### EXERCISE MATERIAL
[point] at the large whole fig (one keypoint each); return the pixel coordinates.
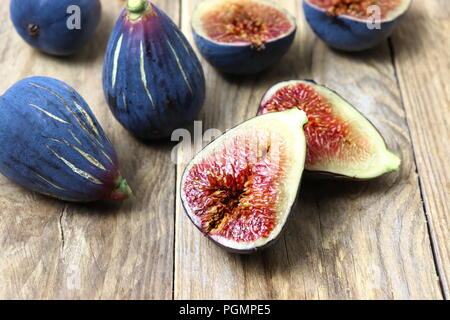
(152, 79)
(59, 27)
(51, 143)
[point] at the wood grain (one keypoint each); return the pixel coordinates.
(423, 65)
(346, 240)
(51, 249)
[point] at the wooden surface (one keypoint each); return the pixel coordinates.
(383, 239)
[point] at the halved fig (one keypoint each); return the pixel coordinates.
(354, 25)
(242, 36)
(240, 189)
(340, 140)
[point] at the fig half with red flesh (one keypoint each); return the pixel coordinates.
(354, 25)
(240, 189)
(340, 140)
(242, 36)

...

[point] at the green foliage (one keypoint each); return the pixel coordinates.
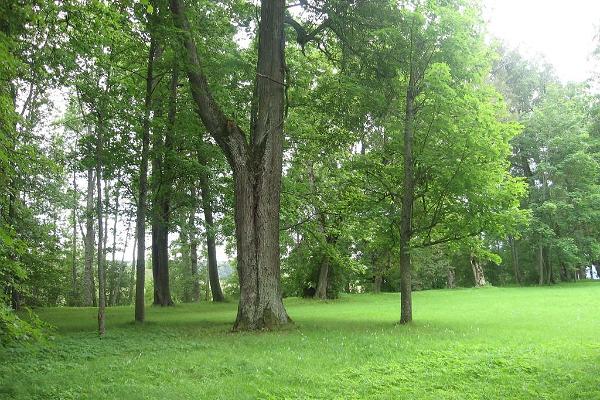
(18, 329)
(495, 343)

### EXERCISE PROMPT
Identify each line in the records above that contains the word "green" and reproduce every such line in full.

### EXPECTED ANSWER
[point] at the green foliage (one keypoint each); return the pixel coordinates.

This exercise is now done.